• [Exercise task A] Count the lines in the records that contain the string "yellow", and reply with the number alone.

>> begin Text segment

Lamott initially disavows me of believing that the ultimate goal of any writing project is publication. She believed that, too, but now believes that “[p]ublication is not going to change your life or solve your problems,” and the act of writing that is “its own reward.” But not just any writing. She expects no less than telling the truth, because if a writer does not believe in what s/he says, there is no point in saying it. There is more. First, I write the truth, then I assess whether I believe it, and then I have to care. As I’m wrestling with that proviso, she broadsides me by inserting human rights into her conversation. Human rights? Lamott says that human rights extend to all characters, no matter how bad they are. “You have to respect the qualities that make them who they are.”
Now I’m writing a novel about two men, neither of whose lives appears to necessitate a conversation about human rights. If I had an opportunity to talk to Lamott, intrigued why human rights are part of the discussion in a general craft book, not a legal primer, I think I would find that she is not using the term in the legal sense, but, rather, as a moral imperative. She says the writer ends up wanting his/her characters to act out the drama of humankind. “Tell the truth and write about freedom and fight for it.”
Lamott comes to the end of the book with a refrain, “…once again you figure out that the real payoff is the writing itself, that a day when you have gotten your work done is a good day, that total dedication is the point.” I can embrace this counsel in theory, that, yes, this should be my goal. But I can’t quite let go of one thing: I want to be published!

>> end Text segment

• [Exercise task B] Repeat the part of the passage on Lamott that opens with the words "Lamott comes to" and closes with "to be published!", swapping "payoff" for "reward".

>> begin Records provided

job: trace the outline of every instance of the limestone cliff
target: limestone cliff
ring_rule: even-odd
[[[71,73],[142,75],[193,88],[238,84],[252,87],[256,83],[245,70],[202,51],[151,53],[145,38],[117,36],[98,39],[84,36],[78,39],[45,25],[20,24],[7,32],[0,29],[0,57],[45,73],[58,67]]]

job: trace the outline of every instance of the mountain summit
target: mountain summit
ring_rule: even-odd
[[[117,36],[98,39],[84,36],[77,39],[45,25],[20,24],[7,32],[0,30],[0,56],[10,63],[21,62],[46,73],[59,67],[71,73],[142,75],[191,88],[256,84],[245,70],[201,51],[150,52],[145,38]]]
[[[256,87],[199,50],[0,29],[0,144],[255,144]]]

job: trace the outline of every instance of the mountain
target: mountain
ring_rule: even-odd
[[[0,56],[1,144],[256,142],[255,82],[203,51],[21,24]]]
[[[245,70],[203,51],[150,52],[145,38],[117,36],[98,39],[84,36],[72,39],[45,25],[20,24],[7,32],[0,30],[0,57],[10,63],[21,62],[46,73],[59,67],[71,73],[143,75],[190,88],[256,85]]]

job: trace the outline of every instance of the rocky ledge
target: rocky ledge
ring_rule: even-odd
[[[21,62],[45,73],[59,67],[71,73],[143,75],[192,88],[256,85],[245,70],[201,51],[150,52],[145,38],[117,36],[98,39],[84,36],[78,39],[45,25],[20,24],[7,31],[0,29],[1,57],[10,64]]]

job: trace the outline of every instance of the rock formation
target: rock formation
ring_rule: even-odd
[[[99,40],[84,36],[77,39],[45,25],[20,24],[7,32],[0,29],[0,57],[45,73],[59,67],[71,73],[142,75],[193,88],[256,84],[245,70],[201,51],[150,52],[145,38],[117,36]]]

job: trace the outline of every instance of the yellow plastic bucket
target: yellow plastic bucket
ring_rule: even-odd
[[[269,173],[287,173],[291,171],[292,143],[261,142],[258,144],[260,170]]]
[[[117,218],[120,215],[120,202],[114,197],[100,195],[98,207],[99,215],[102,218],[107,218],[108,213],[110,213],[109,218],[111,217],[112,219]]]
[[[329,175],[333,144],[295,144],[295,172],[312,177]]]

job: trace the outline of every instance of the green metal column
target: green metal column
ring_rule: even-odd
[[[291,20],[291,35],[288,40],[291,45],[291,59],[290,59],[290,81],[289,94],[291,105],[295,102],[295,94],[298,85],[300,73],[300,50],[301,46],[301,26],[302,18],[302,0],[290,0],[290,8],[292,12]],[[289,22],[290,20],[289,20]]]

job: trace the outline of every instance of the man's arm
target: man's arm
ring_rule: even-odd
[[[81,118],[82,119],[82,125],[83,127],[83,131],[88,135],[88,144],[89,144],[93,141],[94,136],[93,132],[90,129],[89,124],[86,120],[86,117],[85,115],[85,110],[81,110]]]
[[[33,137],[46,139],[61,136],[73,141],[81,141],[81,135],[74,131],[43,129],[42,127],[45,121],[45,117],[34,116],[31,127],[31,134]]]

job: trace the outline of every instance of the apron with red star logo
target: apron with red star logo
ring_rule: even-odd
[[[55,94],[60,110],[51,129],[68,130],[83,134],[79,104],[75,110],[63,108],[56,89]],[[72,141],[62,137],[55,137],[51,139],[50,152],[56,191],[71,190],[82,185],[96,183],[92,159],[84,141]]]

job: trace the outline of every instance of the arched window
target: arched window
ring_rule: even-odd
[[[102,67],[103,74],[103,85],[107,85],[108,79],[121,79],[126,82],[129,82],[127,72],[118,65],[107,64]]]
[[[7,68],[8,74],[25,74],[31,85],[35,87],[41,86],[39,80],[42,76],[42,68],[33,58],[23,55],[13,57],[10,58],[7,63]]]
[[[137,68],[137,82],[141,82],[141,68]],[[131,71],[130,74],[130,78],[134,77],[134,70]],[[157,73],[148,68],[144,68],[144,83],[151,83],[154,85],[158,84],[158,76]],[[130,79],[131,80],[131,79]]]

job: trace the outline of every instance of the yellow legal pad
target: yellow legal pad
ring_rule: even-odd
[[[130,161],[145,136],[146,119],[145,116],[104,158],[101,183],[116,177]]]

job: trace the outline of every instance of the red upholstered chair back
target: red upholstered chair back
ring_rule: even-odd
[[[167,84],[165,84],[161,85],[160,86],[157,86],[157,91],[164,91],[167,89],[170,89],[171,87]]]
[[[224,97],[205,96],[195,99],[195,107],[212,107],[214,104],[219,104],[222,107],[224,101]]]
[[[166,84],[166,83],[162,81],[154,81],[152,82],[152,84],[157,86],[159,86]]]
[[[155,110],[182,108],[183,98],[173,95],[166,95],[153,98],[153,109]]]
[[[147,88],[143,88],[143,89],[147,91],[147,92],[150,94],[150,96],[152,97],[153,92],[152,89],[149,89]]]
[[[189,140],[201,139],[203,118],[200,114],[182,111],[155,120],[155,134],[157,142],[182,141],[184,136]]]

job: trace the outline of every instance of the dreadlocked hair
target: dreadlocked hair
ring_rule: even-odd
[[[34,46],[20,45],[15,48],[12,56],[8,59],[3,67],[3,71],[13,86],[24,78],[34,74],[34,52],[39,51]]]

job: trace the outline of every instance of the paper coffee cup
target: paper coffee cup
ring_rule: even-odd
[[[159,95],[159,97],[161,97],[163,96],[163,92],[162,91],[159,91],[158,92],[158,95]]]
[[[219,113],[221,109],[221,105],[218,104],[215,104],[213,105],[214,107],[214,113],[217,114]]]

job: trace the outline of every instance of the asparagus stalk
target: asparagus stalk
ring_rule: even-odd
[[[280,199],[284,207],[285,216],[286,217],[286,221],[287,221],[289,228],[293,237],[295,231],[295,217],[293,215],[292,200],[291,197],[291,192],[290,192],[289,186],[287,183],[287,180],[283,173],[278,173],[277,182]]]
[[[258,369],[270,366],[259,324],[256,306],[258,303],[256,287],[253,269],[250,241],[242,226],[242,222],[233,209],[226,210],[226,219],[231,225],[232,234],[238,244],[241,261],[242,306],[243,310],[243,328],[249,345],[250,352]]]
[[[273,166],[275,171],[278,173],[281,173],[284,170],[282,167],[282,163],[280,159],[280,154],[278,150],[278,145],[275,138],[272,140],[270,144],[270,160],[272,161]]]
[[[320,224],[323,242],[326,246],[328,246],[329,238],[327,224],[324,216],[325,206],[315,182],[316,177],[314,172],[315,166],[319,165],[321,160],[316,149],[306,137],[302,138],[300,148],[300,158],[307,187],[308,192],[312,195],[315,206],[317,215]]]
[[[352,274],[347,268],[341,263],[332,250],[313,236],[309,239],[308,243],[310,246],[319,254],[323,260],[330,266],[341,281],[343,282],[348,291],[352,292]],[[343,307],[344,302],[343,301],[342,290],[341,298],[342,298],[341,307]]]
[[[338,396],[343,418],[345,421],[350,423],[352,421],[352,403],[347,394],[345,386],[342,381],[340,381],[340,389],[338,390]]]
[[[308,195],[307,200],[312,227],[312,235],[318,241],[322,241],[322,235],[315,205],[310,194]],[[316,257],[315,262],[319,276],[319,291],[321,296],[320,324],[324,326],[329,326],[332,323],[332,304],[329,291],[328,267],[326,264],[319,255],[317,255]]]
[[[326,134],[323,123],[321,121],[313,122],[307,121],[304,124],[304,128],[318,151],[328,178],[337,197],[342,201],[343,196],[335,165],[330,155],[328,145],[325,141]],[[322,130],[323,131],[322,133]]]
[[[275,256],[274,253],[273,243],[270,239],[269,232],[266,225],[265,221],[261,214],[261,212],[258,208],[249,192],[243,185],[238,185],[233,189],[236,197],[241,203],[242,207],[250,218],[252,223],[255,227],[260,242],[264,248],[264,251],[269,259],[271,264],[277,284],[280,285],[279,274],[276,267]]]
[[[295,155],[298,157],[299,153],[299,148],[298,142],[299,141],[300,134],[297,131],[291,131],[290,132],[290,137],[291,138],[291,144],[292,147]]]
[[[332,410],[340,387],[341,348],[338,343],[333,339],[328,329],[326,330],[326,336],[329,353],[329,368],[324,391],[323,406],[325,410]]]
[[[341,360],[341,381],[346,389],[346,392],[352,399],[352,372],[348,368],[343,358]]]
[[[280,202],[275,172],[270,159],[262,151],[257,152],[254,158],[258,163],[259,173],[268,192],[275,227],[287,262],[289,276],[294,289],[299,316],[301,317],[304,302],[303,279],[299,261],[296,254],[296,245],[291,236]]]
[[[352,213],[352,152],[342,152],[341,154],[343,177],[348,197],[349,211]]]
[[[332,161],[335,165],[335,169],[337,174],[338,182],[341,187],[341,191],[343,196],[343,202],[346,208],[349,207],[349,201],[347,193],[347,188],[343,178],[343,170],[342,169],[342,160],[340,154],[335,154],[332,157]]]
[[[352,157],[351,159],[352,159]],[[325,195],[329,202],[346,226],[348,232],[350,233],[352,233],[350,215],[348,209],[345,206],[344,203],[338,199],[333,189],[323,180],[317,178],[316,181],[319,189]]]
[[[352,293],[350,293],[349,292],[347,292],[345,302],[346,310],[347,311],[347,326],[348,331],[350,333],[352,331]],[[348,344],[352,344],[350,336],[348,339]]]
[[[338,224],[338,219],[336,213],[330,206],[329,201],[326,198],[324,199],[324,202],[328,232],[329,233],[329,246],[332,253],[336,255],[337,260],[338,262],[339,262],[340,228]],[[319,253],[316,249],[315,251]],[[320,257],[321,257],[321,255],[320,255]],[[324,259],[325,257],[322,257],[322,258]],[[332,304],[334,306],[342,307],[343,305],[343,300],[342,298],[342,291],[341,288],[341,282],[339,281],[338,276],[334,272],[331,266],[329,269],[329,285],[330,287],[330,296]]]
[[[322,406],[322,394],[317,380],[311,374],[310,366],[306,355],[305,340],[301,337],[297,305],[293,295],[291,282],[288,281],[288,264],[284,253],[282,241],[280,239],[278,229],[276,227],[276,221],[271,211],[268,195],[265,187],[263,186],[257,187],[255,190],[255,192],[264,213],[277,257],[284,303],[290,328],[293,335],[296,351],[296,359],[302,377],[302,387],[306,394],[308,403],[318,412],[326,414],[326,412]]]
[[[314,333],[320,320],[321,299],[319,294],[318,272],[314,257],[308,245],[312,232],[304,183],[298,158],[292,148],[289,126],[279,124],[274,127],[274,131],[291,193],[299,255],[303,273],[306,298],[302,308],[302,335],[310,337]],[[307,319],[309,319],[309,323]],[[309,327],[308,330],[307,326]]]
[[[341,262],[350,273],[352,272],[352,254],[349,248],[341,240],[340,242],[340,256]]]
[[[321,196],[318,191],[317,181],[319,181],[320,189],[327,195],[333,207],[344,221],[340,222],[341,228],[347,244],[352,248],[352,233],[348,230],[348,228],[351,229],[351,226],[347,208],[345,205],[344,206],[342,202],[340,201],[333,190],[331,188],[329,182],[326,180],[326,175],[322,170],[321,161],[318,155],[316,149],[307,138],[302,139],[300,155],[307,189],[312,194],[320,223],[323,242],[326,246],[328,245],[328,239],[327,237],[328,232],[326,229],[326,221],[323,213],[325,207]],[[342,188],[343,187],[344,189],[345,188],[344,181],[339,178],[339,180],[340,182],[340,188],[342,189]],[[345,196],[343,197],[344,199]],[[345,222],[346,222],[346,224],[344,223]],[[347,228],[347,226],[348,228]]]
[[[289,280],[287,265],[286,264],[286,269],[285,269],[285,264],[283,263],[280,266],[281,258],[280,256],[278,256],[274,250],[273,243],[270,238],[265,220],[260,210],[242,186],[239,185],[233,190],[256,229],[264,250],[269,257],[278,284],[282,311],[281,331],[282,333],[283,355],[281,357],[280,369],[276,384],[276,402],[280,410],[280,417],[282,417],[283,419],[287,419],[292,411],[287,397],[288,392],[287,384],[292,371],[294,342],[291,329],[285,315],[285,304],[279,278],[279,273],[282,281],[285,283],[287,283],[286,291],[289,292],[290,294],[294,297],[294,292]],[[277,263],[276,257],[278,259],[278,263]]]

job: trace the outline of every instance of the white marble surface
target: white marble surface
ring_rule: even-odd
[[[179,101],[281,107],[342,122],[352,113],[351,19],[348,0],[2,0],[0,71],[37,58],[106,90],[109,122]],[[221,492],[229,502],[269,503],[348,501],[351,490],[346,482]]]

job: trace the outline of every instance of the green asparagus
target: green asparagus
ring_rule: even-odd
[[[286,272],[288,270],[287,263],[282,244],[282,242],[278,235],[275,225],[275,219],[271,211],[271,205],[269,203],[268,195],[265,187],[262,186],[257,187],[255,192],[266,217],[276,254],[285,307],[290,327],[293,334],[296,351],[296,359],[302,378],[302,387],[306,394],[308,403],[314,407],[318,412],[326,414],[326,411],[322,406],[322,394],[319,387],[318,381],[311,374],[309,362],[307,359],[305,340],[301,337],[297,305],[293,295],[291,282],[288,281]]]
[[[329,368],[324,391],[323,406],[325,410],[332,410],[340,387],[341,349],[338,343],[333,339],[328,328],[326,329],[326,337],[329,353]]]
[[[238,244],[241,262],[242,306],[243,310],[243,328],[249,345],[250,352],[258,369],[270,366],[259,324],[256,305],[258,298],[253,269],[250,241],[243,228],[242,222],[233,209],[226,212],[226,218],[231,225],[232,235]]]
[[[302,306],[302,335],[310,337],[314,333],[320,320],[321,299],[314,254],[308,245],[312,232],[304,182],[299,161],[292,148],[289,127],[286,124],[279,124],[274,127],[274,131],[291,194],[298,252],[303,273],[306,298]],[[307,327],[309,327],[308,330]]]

>> end Records provided

• [Full response A] 4

• [Full response B]
Lamott comes to the end of the book with a refrain, “…once again you figure out that the real reward is the writing itself, that a day when you have gotten your work done is a good day, that total dedication is the point.” I can embrace this counsel in theory, that, yes, this should be my goal. But I can’t quite let go of one thing: I want to be published!